Given instruction. Please add -21 to each coordinate in the answer points of the data below, from its start through the line containing "point(334, 54)", inclusive. Reproduce all of those lines, changing nothing else.

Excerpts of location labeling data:
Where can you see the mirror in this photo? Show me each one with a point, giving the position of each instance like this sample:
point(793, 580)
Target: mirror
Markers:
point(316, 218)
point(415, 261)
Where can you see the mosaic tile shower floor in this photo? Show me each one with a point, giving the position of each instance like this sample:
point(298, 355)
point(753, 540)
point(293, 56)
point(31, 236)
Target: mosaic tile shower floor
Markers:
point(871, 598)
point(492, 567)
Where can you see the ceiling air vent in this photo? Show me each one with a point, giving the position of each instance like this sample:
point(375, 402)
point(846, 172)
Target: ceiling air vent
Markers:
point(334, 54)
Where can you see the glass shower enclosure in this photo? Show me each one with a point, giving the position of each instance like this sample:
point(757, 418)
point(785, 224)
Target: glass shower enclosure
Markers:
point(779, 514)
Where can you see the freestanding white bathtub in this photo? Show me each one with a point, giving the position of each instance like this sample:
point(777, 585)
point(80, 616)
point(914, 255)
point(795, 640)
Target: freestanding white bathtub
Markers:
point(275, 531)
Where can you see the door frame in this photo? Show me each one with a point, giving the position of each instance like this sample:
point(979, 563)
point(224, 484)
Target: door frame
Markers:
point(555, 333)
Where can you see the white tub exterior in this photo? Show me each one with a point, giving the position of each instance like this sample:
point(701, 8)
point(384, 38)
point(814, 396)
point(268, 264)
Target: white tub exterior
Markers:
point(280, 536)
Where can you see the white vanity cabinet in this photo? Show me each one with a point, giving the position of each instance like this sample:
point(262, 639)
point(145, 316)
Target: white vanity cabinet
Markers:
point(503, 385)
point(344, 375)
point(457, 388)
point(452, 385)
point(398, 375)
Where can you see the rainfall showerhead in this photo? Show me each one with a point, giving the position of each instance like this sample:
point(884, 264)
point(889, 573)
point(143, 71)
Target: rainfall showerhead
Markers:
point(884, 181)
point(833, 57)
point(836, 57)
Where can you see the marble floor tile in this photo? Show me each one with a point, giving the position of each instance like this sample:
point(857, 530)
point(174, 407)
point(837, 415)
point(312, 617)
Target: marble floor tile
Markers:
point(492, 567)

Finished task.
Where can you see the mirror in this photo? Show me each one with a point, giving the position of each instance like this sample:
point(793, 580)
Target: mirror
Markers:
point(295, 197)
point(394, 240)
Where can you see the mosaic tile shower floor in this photo? Show me each one with a point, giving the position of each instance like this sample:
point(298, 355)
point(753, 540)
point(293, 56)
point(31, 236)
Target: mosaic tile shower floor
Markers:
point(850, 577)
point(471, 546)
Where can you see the ceiling air vent in this photo? Show me each one with a point, giving the position of each instance like this sample:
point(375, 402)
point(846, 172)
Target: ceiling air vent
Markers:
point(313, 33)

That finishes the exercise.